Excerpted data Block Start

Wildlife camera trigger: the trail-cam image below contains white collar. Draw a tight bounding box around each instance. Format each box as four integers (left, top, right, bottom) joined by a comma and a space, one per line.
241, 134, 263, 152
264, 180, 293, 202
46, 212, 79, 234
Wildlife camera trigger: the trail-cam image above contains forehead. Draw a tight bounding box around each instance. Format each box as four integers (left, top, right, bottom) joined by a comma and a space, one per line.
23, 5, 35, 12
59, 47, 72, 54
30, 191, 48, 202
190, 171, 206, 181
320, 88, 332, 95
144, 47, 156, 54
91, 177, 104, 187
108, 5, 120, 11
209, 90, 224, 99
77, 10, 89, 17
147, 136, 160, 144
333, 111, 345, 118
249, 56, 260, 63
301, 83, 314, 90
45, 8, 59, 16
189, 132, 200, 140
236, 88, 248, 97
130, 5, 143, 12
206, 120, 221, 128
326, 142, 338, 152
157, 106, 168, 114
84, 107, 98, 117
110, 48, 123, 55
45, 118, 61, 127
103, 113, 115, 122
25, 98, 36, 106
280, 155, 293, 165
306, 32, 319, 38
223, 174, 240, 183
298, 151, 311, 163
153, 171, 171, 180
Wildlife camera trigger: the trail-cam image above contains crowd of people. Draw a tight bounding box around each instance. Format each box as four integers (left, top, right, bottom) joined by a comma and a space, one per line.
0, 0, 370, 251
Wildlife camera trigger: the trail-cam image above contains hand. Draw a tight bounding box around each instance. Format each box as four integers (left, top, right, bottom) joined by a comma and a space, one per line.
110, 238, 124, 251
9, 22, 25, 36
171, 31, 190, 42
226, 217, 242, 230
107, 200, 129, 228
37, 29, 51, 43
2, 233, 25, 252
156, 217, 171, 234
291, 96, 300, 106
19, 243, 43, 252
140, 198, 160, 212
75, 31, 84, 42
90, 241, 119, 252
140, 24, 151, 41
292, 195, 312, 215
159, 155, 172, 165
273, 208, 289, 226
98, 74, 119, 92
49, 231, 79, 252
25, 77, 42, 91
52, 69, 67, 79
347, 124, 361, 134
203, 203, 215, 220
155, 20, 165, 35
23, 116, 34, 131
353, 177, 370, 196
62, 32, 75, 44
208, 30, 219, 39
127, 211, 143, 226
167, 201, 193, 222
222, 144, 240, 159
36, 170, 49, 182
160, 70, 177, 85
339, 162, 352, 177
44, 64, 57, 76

Excerpted data Block End

◆ Exercise goal ◆
What you give back must match the records word for word.

◆ Your solution ◆
Wildlife camera trigger: the trail-cam image below contains white collar. Draw a tight bounding box around each instance. Format each box as four integers (left, top, right, bottom) joined by a comma and a space, one per line.
241, 134, 263, 152
264, 180, 293, 202
46, 212, 79, 234
Wildlife camera trigger: the trail-cam image above contains forehead. Draw a tight bounding box around each instance. Format each box as four integers (left, top, right, bottom) joined by a comma and a space, one per line.
23, 5, 35, 12
59, 47, 72, 54
30, 191, 48, 202
190, 171, 206, 181
320, 88, 332, 95
144, 47, 156, 54
91, 177, 104, 187
108, 5, 120, 11
209, 90, 224, 99
77, 10, 89, 17
147, 136, 160, 144
333, 111, 345, 118
249, 56, 260, 63
301, 83, 314, 90
45, 8, 59, 16
189, 132, 200, 140
236, 88, 248, 97
130, 5, 143, 12
206, 120, 221, 128
326, 142, 338, 152
157, 106, 168, 114
84, 107, 98, 117
110, 48, 123, 55
45, 118, 61, 127
103, 113, 115, 122
25, 98, 36, 106
280, 155, 293, 165
306, 32, 319, 38
223, 174, 240, 183
298, 151, 311, 163
153, 171, 171, 180
Wildlife camera trigger: the trail-cam image above contains crowd of people. Draw a tight bounding box around each instance. Format each box as four integers (left, top, right, bottom) joined by a comma and a space, one per line.
0, 0, 370, 251
Wildlife camera trigger: the trail-cam image above contains hand. Draw a tight bounding box around each instance. Format each box as four integers (left, top, right, bottom) joined by a comma and a space, one per line.
110, 238, 124, 251
9, 22, 25, 36
171, 31, 190, 42
226, 217, 242, 230
107, 200, 129, 228
37, 29, 51, 43
2, 233, 25, 252
156, 217, 171, 234
291, 96, 300, 106
19, 243, 43, 252
140, 198, 160, 212
75, 31, 84, 42
90, 241, 119, 252
140, 24, 151, 41
292, 195, 312, 215
159, 155, 172, 165
273, 208, 289, 226
98, 74, 119, 92
49, 231, 79, 252
25, 77, 42, 91
52, 69, 67, 79
347, 124, 361, 134
203, 203, 215, 220
155, 20, 165, 35
23, 116, 34, 131
353, 177, 370, 196
62, 32, 75, 44
208, 30, 219, 39
127, 211, 143, 226
167, 201, 193, 222
222, 144, 240, 159
36, 170, 49, 182
160, 70, 177, 85
339, 162, 352, 177
44, 64, 57, 76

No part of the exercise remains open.